What to work on:
Send back all the data below, exactly as given.

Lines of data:
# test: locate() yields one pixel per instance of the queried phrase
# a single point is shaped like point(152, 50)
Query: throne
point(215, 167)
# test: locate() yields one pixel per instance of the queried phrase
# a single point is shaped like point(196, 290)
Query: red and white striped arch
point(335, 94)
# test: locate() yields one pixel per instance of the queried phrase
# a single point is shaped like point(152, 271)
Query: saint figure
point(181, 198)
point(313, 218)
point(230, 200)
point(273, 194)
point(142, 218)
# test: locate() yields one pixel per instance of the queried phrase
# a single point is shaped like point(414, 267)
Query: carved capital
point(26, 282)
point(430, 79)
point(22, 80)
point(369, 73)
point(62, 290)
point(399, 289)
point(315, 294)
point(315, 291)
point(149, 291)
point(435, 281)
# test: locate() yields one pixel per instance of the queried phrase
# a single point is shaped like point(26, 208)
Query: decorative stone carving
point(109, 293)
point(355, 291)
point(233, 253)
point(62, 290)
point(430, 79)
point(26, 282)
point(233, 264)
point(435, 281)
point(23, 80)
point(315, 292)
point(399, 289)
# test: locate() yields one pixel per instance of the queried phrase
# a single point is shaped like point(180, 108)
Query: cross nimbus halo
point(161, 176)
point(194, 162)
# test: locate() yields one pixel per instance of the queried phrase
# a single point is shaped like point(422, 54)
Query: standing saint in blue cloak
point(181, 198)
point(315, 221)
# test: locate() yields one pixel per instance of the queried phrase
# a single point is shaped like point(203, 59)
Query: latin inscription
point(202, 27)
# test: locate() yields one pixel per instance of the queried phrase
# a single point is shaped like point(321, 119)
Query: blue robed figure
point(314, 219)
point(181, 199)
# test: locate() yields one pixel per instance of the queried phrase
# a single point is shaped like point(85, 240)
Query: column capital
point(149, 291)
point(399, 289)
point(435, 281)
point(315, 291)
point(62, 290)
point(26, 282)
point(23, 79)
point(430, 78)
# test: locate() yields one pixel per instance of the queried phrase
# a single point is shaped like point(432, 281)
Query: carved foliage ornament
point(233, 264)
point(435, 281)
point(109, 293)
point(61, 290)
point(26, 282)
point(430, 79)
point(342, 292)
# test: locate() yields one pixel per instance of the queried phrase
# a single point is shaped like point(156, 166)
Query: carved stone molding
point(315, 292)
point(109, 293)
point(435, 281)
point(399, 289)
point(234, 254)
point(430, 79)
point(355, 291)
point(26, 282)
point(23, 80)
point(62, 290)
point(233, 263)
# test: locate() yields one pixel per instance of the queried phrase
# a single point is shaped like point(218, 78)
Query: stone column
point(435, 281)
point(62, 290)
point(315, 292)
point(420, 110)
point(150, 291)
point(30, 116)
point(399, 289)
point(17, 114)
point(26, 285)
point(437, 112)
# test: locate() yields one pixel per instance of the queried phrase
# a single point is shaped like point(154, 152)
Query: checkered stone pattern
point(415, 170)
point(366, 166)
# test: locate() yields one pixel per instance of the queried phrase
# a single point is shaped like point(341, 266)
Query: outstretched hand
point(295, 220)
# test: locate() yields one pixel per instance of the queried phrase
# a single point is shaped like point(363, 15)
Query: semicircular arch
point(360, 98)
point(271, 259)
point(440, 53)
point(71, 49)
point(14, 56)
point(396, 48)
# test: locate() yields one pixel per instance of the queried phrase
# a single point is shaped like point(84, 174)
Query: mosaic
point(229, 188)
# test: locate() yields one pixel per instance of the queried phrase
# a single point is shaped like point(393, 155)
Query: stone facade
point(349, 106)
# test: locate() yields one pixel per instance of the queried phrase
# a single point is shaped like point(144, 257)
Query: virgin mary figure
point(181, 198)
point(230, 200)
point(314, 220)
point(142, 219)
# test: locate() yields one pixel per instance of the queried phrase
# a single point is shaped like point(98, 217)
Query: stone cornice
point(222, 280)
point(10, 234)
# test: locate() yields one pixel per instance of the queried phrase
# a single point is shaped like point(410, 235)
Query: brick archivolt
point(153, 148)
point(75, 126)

Response below:
# test: locate() yields one pixel per instance of the queried phrase
# a single point is shaped like point(152, 50)
Query: throne
point(215, 167)
# test: locate() yields one pixel per instance of the queried phrase
# a single point is shaped like point(196, 290)
Query: red and white striped arch
point(335, 94)
# test: locate() yields one pixel per instance of the queried phrase
# a single point is shaped like point(152, 271)
Query: saint figure
point(181, 198)
point(313, 218)
point(230, 200)
point(273, 194)
point(142, 218)
# test: locate() yields one pixel per instance of the queried phrase
# a single point is shaped like point(414, 267)
Query: carved capital
point(26, 282)
point(430, 79)
point(22, 80)
point(369, 73)
point(62, 290)
point(399, 289)
point(315, 294)
point(315, 291)
point(149, 291)
point(435, 281)
# test: locate() yields one pixel per instance of the queried phrase
# a single point is shaped like point(26, 208)
Query: decorative stone carving
point(109, 293)
point(355, 291)
point(233, 253)
point(62, 290)
point(430, 79)
point(26, 282)
point(233, 264)
point(435, 281)
point(23, 80)
point(315, 292)
point(399, 289)
# test: locate() yields one pixel per instance of the queried phrase
# a single point is shaped like point(180, 108)
Query: cross nimbus halo
point(161, 176)
point(194, 162)
# test: locate() yields one pixel per instance of the queried phrase
# a single point is shaped like point(422, 54)
Query: standing saint in blue cloak
point(181, 198)
point(315, 221)
# test: locate() yields one pixel per instance of the queried phrase
# a single point is shaped like point(203, 59)
Query: latin inscription
point(202, 27)
# test: locate() yields one pixel per instance of the queried phrase
# a single point is shaped like point(321, 119)
Query: blue robed figure
point(314, 219)
point(181, 199)
# test: locate() yields one pixel per instance of the queried phrase
# a single point is shaped like point(85, 240)
Query: column capital
point(149, 291)
point(399, 289)
point(435, 281)
point(315, 291)
point(62, 290)
point(26, 282)
point(23, 79)
point(430, 78)
# test: locate() yields one pixel per instance of the queried phrase
# a single point is shaped like point(432, 281)
Query: carved foliage ornament
point(233, 264)
point(435, 281)
point(109, 293)
point(61, 290)
point(26, 282)
point(430, 79)
point(342, 292)
# test: locate() yields one pixel per instance of the queried phrase
# a single point is shaped like point(156, 166)
Query: carved stone molding
point(315, 292)
point(109, 293)
point(435, 281)
point(399, 289)
point(234, 254)
point(430, 79)
point(355, 291)
point(26, 282)
point(23, 80)
point(62, 290)
point(233, 263)
# test: locate() yields one pixel per instance of the queried phrase
# a single point is shaped like point(218, 78)
Query: stone column
point(435, 281)
point(62, 290)
point(315, 292)
point(420, 110)
point(150, 291)
point(30, 116)
point(399, 289)
point(17, 114)
point(26, 285)
point(437, 112)
# test: locate() yields one pixel per instance of the queried phrase
# a single point is shaped like point(154, 152)
Query: checkered stone pattern
point(415, 170)
point(366, 166)
# test: locate() yields one pixel per instance of the queried phrase
# a single point is shaped like point(341, 266)
Query: outstretched hand
point(295, 220)
# test: locate() yields one pixel per instance of the queried phrase
# a single point is shaped like point(363, 15)
Query: semicircular arch
point(360, 98)
point(271, 259)
point(440, 53)
point(71, 49)
point(14, 56)
point(396, 48)
# test: locate() yields one pixel per instance of the queried phrase
# a single point is shaped like point(84, 174)
Query: mosaic
point(229, 188)
# test: locate() yields one pixel per instance of the queried phrase
# a single point is shaped like point(393, 155)
Query: stone facade
point(349, 106)
# test: locate() yields one pixel per instance of the queried phrase
# a single point is shaped like point(144, 257)
Query: virgin mary figure
point(181, 198)
point(230, 200)
point(314, 220)
point(142, 219)
# test: locate() yields one pixel per instance of the queried phrase
# a single point is shaped like point(98, 217)
Query: stone cornice
point(222, 280)
point(10, 234)
# test: locate() yields one pixel per instance of the queried phrase
# a single point is shaped like point(410, 235)
Query: brick archivolt
point(153, 148)
point(75, 126)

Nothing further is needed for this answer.